Stated problem
Change "barrier rail" to "fence rail" in the lines from the one with "shape point(638, 295)" up to and including the one with "point(404, 342)", and write out only those lines with nothing else altered.

Data excerpts
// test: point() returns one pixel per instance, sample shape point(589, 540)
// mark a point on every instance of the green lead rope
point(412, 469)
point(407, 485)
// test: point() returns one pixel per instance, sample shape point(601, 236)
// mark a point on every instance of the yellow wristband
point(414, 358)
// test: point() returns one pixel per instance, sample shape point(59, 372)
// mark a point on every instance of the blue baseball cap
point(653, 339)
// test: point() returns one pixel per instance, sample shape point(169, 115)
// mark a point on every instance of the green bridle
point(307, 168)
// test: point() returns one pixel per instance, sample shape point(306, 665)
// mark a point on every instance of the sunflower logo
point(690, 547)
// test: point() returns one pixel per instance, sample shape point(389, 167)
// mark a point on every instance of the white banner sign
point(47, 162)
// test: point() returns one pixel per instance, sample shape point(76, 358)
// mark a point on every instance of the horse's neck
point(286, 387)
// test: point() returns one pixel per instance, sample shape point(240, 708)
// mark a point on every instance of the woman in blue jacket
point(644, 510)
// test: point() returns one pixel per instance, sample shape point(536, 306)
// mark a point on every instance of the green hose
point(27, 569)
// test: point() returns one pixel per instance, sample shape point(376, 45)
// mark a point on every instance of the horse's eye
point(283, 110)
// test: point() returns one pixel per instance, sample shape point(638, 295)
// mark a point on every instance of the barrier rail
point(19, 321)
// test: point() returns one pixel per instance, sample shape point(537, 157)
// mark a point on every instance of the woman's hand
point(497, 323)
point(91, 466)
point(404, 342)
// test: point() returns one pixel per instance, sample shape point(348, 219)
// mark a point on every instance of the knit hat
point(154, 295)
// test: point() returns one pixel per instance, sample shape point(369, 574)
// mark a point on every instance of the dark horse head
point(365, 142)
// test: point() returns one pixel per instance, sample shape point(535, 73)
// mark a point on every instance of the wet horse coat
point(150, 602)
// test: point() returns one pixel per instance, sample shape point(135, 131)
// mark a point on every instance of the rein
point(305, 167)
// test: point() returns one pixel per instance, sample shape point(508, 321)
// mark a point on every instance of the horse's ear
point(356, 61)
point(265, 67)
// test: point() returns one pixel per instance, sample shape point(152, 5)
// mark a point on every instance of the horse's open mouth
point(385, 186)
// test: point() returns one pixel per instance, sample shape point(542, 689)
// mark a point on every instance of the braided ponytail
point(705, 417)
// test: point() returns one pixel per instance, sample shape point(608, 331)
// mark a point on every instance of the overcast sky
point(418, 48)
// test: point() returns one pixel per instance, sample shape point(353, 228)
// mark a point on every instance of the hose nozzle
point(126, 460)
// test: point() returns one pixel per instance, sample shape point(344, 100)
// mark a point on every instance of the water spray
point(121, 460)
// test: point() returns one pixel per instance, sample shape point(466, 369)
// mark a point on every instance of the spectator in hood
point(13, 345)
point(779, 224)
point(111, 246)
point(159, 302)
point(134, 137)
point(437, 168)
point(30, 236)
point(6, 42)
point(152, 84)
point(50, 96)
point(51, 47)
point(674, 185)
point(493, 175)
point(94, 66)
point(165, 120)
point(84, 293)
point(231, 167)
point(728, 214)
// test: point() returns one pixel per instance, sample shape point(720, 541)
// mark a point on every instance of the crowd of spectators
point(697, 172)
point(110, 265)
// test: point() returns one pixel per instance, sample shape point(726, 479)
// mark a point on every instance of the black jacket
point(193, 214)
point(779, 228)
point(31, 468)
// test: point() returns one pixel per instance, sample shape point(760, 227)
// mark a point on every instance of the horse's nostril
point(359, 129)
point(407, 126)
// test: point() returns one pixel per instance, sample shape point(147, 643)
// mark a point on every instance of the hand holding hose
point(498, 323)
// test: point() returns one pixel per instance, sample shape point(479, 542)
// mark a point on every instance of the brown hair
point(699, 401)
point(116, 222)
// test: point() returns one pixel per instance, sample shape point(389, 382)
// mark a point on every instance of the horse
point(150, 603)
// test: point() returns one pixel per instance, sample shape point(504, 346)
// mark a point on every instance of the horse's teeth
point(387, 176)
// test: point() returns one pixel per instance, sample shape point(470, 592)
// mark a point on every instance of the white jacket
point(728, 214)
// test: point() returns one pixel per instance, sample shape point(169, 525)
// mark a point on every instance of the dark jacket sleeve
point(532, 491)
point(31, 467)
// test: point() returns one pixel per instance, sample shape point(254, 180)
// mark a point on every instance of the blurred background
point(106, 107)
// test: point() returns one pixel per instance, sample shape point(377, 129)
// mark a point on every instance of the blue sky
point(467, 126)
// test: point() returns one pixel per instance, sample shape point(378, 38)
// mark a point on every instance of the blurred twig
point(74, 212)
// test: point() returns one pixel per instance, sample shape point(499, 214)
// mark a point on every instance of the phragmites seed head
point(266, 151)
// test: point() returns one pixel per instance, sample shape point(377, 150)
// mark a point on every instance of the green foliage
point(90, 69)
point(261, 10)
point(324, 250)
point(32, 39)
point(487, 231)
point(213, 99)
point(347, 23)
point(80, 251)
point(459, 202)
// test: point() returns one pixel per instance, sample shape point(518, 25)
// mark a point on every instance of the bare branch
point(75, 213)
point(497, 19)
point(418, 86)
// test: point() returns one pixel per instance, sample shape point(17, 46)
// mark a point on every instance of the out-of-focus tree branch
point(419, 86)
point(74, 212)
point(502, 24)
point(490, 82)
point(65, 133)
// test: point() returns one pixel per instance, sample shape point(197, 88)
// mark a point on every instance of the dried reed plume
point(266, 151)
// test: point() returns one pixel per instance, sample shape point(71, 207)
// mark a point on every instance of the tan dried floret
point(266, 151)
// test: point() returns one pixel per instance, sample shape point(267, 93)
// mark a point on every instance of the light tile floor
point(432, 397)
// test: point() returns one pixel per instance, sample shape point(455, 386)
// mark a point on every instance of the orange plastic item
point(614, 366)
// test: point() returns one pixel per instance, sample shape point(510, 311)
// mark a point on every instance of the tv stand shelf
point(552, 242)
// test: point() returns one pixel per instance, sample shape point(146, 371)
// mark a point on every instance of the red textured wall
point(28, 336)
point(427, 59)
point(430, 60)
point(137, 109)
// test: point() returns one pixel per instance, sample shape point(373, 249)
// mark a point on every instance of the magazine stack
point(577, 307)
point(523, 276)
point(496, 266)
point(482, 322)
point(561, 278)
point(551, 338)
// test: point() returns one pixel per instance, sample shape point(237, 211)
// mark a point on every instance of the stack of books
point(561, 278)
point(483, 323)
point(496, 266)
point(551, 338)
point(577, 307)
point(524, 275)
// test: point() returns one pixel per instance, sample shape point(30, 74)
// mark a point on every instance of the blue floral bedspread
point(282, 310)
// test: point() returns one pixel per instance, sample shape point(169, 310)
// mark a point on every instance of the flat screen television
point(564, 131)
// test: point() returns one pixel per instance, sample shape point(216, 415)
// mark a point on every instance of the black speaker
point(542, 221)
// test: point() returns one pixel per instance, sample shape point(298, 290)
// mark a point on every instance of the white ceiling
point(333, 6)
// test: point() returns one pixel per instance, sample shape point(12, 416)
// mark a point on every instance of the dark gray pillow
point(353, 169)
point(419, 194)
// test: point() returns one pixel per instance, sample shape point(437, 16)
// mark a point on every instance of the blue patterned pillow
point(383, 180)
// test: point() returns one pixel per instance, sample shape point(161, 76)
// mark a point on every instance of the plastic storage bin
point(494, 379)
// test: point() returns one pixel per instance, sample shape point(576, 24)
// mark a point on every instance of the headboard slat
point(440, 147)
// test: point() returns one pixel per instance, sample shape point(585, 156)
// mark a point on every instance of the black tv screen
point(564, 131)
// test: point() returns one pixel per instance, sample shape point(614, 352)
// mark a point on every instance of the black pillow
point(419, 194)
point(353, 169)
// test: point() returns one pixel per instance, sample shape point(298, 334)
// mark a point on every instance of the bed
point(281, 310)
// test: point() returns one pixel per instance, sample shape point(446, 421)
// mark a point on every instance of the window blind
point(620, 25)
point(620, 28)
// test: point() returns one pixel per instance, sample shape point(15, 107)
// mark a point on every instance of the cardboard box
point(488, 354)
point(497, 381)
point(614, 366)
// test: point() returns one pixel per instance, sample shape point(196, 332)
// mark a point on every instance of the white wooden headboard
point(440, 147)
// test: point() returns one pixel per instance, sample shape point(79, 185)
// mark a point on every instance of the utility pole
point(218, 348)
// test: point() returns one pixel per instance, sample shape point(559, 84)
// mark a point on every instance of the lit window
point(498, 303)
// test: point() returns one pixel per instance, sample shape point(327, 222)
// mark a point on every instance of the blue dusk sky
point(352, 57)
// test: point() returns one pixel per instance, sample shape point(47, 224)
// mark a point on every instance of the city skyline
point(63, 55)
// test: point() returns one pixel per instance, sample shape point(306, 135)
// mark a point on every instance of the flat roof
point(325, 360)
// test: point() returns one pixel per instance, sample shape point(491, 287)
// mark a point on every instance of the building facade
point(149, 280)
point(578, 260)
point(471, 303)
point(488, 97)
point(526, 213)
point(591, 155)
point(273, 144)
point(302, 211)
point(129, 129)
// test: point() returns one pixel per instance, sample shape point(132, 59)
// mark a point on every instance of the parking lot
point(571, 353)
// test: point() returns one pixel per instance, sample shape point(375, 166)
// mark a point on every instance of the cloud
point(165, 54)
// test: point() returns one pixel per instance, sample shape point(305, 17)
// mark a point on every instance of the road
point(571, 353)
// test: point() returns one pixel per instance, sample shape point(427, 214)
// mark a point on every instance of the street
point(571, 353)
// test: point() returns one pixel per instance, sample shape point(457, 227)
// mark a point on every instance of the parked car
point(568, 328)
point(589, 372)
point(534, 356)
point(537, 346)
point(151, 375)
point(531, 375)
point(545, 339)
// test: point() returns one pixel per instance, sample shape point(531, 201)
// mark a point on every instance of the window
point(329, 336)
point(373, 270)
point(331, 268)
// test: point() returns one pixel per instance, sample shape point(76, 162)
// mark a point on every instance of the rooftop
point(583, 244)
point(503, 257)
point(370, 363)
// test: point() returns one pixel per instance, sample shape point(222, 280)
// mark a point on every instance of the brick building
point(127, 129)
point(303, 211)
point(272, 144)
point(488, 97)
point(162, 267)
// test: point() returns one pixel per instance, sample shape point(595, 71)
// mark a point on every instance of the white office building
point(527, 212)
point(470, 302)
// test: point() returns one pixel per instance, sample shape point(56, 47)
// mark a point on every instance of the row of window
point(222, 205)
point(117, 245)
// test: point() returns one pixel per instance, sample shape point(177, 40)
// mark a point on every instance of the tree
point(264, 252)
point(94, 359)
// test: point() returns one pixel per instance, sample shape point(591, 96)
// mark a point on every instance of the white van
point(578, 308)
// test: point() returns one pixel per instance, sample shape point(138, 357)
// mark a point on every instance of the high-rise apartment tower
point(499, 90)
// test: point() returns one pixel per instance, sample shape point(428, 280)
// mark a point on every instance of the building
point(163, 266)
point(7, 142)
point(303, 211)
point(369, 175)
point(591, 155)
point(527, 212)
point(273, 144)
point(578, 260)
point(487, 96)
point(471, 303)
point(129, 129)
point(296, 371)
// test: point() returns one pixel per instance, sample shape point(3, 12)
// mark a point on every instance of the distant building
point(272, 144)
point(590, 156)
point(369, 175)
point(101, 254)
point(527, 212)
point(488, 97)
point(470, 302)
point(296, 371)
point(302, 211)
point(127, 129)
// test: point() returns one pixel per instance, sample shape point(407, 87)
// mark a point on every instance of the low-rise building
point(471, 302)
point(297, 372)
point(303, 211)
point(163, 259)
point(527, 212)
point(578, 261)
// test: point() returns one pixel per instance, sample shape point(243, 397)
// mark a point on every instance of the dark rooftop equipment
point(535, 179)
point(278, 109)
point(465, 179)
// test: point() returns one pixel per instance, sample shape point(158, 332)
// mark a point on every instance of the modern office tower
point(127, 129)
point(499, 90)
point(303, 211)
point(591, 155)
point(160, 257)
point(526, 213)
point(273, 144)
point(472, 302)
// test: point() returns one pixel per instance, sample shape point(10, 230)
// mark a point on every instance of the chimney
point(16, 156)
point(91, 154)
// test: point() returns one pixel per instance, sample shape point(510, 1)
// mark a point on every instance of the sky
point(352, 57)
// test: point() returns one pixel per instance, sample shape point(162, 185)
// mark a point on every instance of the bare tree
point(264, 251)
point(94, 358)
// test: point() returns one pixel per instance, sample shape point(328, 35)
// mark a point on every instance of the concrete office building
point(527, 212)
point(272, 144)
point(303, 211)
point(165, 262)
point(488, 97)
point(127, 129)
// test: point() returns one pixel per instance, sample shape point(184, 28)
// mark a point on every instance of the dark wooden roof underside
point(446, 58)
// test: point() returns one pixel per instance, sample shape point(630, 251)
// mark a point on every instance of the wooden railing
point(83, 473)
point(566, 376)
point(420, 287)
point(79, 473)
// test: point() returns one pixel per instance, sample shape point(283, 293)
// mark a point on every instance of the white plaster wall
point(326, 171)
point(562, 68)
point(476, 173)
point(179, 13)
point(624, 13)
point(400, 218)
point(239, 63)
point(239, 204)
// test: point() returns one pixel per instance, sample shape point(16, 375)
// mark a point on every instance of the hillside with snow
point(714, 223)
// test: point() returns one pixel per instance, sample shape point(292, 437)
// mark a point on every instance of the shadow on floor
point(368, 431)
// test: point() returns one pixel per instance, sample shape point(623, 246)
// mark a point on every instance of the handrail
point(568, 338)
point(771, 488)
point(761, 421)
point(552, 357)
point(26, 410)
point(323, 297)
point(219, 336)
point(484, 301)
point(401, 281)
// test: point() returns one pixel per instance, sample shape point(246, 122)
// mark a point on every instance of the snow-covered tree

Completed exercise
// test: point() returns one pixel per instance, sample shape point(638, 295)
// mark a point on every instance of the fence rail
point(19, 321)
// test: point() returns one pixel per instance, sample shape point(537, 157)
// mark a point on every instance of the woman's hand
point(497, 323)
point(91, 466)
point(404, 342)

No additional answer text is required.